Reproduce the following items verbatim, character for character, omitting the pictures from your reply.

<<<<

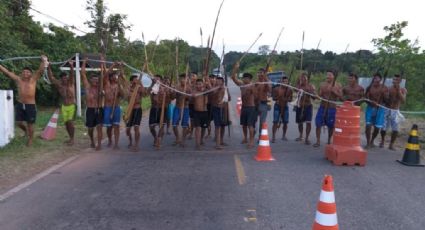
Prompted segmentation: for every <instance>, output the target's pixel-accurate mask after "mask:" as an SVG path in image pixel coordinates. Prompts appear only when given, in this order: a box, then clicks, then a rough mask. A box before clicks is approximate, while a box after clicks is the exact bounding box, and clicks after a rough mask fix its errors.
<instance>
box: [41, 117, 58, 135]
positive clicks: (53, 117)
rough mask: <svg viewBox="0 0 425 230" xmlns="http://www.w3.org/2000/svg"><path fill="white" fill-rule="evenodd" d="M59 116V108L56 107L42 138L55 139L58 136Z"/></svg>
mask: <svg viewBox="0 0 425 230" xmlns="http://www.w3.org/2000/svg"><path fill="white" fill-rule="evenodd" d="M58 118H59V109H56V110H55V112H54V113H53V115H52V117H51V118H50V121H49V123H48V124H47V126H46V128H44V130H43V133H42V134H41V138H43V139H44V140H48V141H50V140H53V139H55V138H56V127H57V126H58Z"/></svg>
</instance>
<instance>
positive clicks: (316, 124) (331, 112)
mask: <svg viewBox="0 0 425 230" xmlns="http://www.w3.org/2000/svg"><path fill="white" fill-rule="evenodd" d="M325 110H326V109H325V107H324V106H323V105H321V106H320V107H319V110H317V113H316V120H315V122H316V127H322V126H324V125H326V126H328V128H330V129H332V128H333V127H334V125H335V114H336V108H328V109H327V111H325ZM325 113H327V114H325Z"/></svg>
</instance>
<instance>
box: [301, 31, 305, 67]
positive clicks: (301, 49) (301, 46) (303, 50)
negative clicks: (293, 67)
mask: <svg viewBox="0 0 425 230" xmlns="http://www.w3.org/2000/svg"><path fill="white" fill-rule="evenodd" d="M304 35H305V33H304V31H303V38H302V43H301V59H300V70H303V57H304Z"/></svg>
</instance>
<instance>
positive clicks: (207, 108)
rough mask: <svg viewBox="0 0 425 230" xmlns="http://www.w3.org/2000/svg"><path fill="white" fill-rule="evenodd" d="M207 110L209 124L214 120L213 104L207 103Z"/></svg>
mask: <svg viewBox="0 0 425 230" xmlns="http://www.w3.org/2000/svg"><path fill="white" fill-rule="evenodd" d="M207 111H208V125H209V124H210V123H211V121H213V114H212V106H211V104H207Z"/></svg>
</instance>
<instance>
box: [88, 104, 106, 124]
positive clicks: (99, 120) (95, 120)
mask: <svg viewBox="0 0 425 230" xmlns="http://www.w3.org/2000/svg"><path fill="white" fill-rule="evenodd" d="M102 122H103V108H87V109H86V126H87V128H94V127H96V126H98V125H101V124H102Z"/></svg>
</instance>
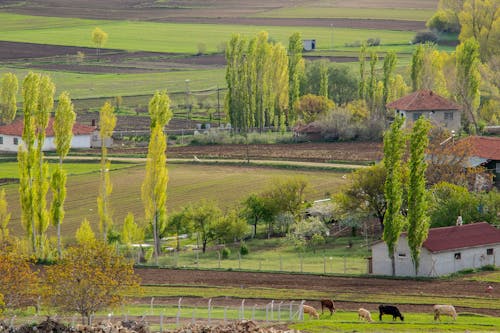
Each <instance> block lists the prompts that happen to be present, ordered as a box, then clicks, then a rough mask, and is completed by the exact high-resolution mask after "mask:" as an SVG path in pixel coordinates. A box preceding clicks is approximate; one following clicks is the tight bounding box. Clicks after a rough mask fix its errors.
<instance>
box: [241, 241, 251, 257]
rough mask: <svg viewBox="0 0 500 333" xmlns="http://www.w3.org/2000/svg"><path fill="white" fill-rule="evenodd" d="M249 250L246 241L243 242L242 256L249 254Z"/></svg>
mask: <svg viewBox="0 0 500 333" xmlns="http://www.w3.org/2000/svg"><path fill="white" fill-rule="evenodd" d="M248 252H249V251H248V246H247V245H246V244H245V243H243V244H241V246H240V254H241V255H242V256H245V255H247V254H248Z"/></svg>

>>>>

[Result of this exercise]
Prompted segmentation: for every <instance>, output the target's pixel-accurate mask after "mask:" as an SVG path in image pixel coordinates. Prompts appear only when given, in this order: a box, then clicks, then a rough mask. A box before clicks is approximate, while a box after clicks is the exact bounding box, and clicks after a rough mask fix its errors.
<instance>
box: [41, 117, 58, 135]
positive clicks: (53, 117)
rough mask: <svg viewBox="0 0 425 230" xmlns="http://www.w3.org/2000/svg"><path fill="white" fill-rule="evenodd" d="M59 116V108L56 107L42 138L55 139L58 136Z"/></svg>
mask: <svg viewBox="0 0 425 230" xmlns="http://www.w3.org/2000/svg"><path fill="white" fill-rule="evenodd" d="M58 118H59V109H56V110H55V112H54V113H53V115H52V117H51V118H50V121H49V123H48V124H47V126H46V128H44V130H43V133H42V134H41V138H43V139H44V140H48V141H50V140H53V139H55V138H56V127H57V126H58Z"/></svg>
</instance>
<instance>
positive clicks: (316, 124) (331, 112)
mask: <svg viewBox="0 0 425 230" xmlns="http://www.w3.org/2000/svg"><path fill="white" fill-rule="evenodd" d="M325 110H326V109H325V107H324V106H323V105H321V106H320V107H319V110H317V113H316V120H315V122H316V127H322V126H324V125H326V126H328V128H330V129H332V128H333V127H334V125H335V114H336V108H328V109H327V111H325ZM325 113H327V114H325Z"/></svg>
</instance>
<instance>
box: [301, 31, 305, 67]
positive clicks: (301, 49) (301, 46) (303, 50)
negative clicks: (293, 67)
mask: <svg viewBox="0 0 425 230" xmlns="http://www.w3.org/2000/svg"><path fill="white" fill-rule="evenodd" d="M304 35H305V33H304V31H303V38H302V43H301V59H300V70H303V57H304Z"/></svg>
</instance>
<instance>
positive clicks: (207, 108)
rough mask: <svg viewBox="0 0 425 230" xmlns="http://www.w3.org/2000/svg"><path fill="white" fill-rule="evenodd" d="M207 110L209 124L214 120L213 104L207 103Z"/></svg>
mask: <svg viewBox="0 0 425 230" xmlns="http://www.w3.org/2000/svg"><path fill="white" fill-rule="evenodd" d="M207 111H208V125H209V124H210V123H211V121H213V114H212V106H211V104H207Z"/></svg>
</instance>
<instance>
box: [88, 104, 106, 124]
positive clicks: (99, 120) (95, 120)
mask: <svg viewBox="0 0 425 230" xmlns="http://www.w3.org/2000/svg"><path fill="white" fill-rule="evenodd" d="M102 122H103V108H87V109H86V126H87V128H94V127H96V126H98V125H101V124H102Z"/></svg>
</instance>
Each <instance> block lists the prompts that happen to be present, ordered as a box, then clicks, then a rough mask, and is completed by the exact high-resolution mask after "mask:" as an SVG path in pixel coordinates. A box preceding clicks is approximate; one following clicks is the tight bounding box. Clicks after a rough mask fix its errors.
<instance>
box: [241, 241, 251, 257]
rough mask: <svg viewBox="0 0 500 333" xmlns="http://www.w3.org/2000/svg"><path fill="white" fill-rule="evenodd" d="M249 250L246 241L243 242L242 256L249 254Z"/></svg>
mask: <svg viewBox="0 0 500 333" xmlns="http://www.w3.org/2000/svg"><path fill="white" fill-rule="evenodd" d="M248 252H249V251H248V246H247V245H246V244H245V243H243V244H241V246H240V254H241V255H242V256H245V255H247V254H248Z"/></svg>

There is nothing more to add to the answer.